All tests were carried out three times and were found to be reproducible. The mean results are presented in this paper.

Results and Discussion

Electrochemical Behavior as a Function of Depth from Surface

Potentiodynamic Behavior

Figure 3 shows anodic polarization curves for the thermally oxidized titanium at various depths from the as-oxidized surface, correlating to different amounts of oxygen within the substructure. The polarization curves show that the thermally formed oxide layer offer much enhanced corrosion resistance over untreated CP-Ti. The oxide layer offers an anodic shift in the free corrosion potential to −200 mVSCE from approximately −450 mVSCE for untreated CP-Ti. Along with the shift in corrosion potential, the oxide layer also shows very low current densities throughout the potential sweep. Both the anodic shift and low current densities have been reported previously (Ref 9, 13, 25). At 2 μm below the surface, the 1-μm-thick oxide layer has been fully removed and the ODZ is then exposed. The free corrosion potential and the corrosion current density of the ODZ are slightly shifted from that of the bulk material. Oxygen in the diffusion zone seems to have a slight positive effect on the corrosion properties of titanium through reduced current densities and higher corrosion potential (−350 mVSCE). At further depths (5 μm and deeper) from the surface, the oxygen content is much reduced (Fig. 1a) and the material’s electrochemical response shows a very reproducible and consistent polarization curve with a stable passive region between 200 and 1000 mVSCE, where current density is stable at around 0.005 mA/cm2, which is similar to that of untreated CP-Ti. The main benefit of thermal oxidation comes from the oxide layer and to a lesser extent from the upper part of the ODZ, with the bulk titanium retaining its corrosion properties.

▶ [WHAT YOU NEED TO DO]:
• 1. Does the passage on oxidized titanium agree with each statement? Answer yes or no for each, and quote the deciding words. (a) Untreated CP-Ti has a free corrosion potential of approximately −450 mVSCE. (b) The oxide layer is still present at 2 μm below the surface. (c) The main benefit of thermal oxidation comes from the bulk titanium.
• 2. Format the records as a two-column CSV with the columns caption_request and boxes, starting at the line that has "hair visible in" and stopping after the line that has "[167, 18, 208, 44]". Give one row for each record, with its text and its answer each in one quoted field and line breaks turned into spaces.
The passage on oxidized titanium and the records come from unrelated sources.

▶ [MATERIAL SHOWN]:
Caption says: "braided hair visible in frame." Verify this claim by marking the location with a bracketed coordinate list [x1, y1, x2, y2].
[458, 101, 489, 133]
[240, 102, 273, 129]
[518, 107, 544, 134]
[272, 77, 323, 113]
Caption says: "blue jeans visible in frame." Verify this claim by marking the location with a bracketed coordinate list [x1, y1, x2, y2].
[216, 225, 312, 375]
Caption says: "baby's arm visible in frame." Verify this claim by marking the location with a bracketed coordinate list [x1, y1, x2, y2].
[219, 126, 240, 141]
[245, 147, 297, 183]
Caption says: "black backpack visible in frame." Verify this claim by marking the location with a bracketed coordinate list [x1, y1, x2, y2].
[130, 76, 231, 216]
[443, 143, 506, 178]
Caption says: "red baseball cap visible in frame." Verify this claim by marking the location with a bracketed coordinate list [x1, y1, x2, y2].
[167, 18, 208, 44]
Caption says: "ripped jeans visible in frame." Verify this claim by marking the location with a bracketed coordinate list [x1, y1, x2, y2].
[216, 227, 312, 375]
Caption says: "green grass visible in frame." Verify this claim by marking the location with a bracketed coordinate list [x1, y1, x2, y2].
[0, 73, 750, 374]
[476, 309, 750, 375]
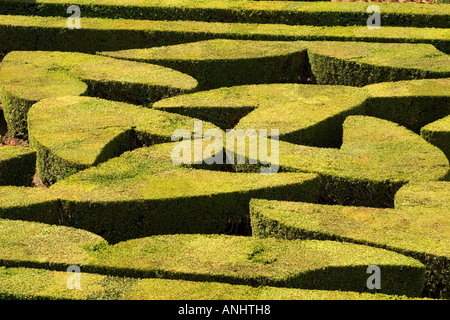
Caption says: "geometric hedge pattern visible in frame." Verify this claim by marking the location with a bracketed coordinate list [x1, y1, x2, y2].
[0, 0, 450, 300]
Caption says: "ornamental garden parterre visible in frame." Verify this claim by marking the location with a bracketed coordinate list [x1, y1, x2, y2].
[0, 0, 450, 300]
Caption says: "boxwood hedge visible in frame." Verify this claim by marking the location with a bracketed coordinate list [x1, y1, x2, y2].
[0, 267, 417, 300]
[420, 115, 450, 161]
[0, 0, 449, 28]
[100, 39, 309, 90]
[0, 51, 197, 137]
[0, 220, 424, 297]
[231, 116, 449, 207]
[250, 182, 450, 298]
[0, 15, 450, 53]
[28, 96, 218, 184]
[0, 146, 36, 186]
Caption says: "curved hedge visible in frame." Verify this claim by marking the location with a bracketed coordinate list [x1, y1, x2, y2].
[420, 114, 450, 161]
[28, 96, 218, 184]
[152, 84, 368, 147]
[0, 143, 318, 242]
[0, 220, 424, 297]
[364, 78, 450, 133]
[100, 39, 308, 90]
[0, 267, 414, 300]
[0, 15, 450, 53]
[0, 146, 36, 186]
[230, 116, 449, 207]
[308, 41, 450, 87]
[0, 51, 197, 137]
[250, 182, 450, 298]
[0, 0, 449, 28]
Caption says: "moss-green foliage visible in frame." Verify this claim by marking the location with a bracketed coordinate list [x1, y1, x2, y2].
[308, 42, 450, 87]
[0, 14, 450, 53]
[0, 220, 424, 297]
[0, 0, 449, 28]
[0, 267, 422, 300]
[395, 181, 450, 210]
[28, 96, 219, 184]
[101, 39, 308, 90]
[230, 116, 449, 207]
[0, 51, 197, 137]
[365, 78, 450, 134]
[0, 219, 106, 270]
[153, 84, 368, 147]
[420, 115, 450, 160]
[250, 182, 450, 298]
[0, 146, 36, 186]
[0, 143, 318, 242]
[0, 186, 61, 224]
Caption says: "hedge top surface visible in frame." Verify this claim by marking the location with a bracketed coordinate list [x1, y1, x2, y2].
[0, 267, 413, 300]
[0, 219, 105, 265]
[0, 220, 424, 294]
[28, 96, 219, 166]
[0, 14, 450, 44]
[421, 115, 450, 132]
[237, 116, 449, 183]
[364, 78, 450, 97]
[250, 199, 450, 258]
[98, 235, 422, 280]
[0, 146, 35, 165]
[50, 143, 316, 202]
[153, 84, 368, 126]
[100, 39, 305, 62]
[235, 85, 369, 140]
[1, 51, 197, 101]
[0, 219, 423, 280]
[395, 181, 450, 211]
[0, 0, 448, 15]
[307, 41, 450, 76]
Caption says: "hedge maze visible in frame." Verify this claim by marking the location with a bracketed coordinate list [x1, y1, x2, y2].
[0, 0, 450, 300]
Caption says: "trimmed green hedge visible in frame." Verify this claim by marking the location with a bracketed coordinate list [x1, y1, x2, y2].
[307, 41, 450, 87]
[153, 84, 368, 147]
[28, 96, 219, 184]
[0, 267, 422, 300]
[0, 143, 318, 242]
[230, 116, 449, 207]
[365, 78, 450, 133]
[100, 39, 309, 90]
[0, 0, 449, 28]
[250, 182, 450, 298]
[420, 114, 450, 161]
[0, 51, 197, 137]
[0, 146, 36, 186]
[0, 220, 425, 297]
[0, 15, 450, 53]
--
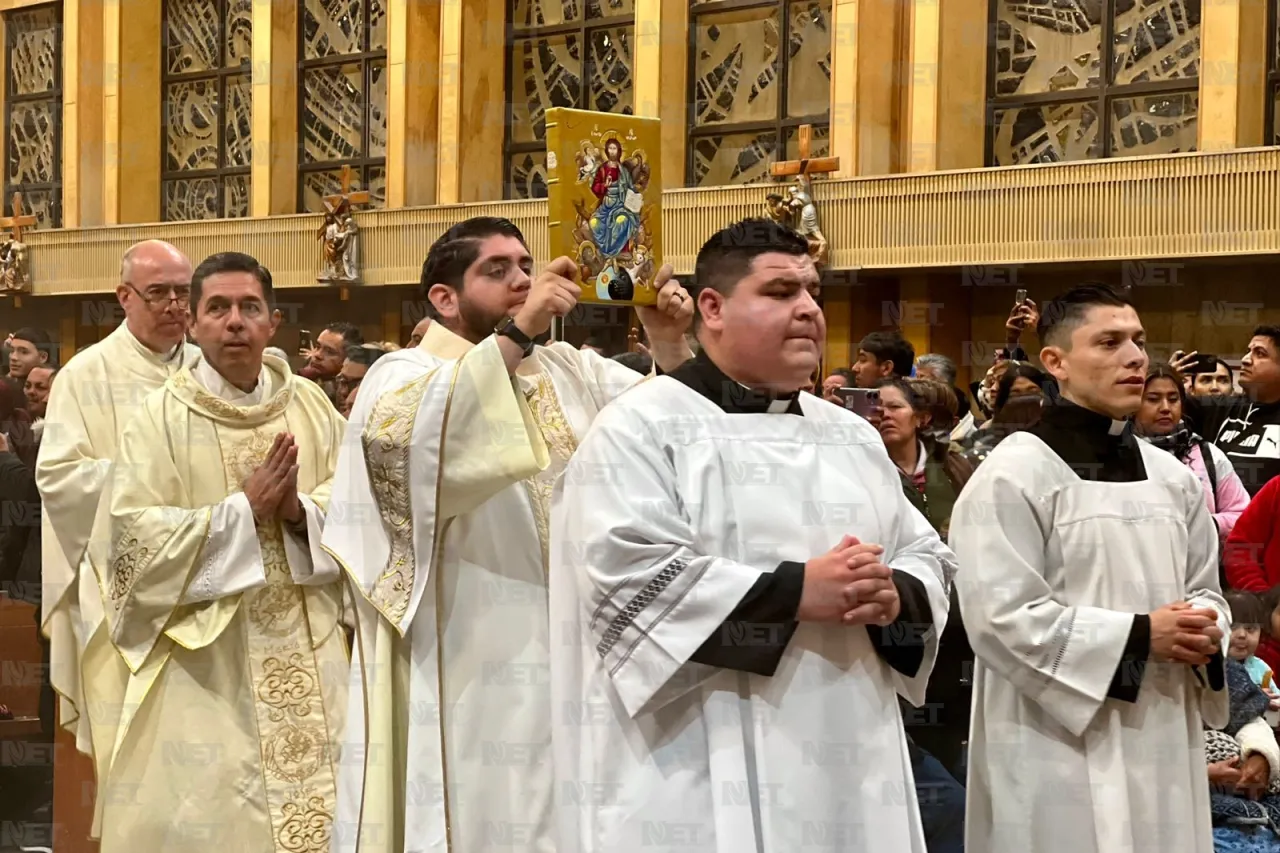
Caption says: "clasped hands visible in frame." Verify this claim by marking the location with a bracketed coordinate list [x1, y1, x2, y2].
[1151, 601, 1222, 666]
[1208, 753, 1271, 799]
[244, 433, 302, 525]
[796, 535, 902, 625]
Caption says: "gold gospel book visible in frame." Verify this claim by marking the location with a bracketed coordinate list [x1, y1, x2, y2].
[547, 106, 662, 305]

▶ [THE RESPONSES]:
• 1.
(a) Yes: "an anodic shift in the free corrosion potential to −200 mVSCE from approximately −450 mVSCE for untreated CP-Ti"
(b) No: "At 2 μm below the surface, the 1-μm-thick oxide layer has been fully removed"
(c) No: "The main benefit of thermal oxidation comes from the oxide layer and to a lesser extent from the upper part of the ODZ, with the bulk titanium retaining its corrosion properties"

• 2.
caption_request,boxes
"Caption says: ""braided hair visible in frame."" Verify this claim by marking the location with a bracketed coordinate list [x1, y1, x2, y2].","[458, 101, 489, 133] [240, 102, 273, 129] [518, 107, 544, 134] [272, 77, 323, 113]"
"Caption says: ""blue jeans visible in frame."" Verify this claim by marking the location with a bracketed coordinate list [x1, y1, x2, y2].","[216, 225, 312, 375]"
"Caption says: ""baby's arm visible in frame."" Verify this claim by marking the location with a bracketed coordinate list [x1, y1, x2, y2].","[219, 126, 240, 141] [245, 147, 297, 183]"
"Caption says: ""black backpack visible in frame."" Verify this claim by marking the location with a bracketed coordinate list [x1, y1, x2, y2].","[130, 76, 231, 216] [443, 143, 506, 178]"
"Caption says: ""red baseball cap visible in frame."" Verify this claim by marking the location with a bracketed coordinate list [x1, y1, x2, y2].","[167, 18, 208, 44]"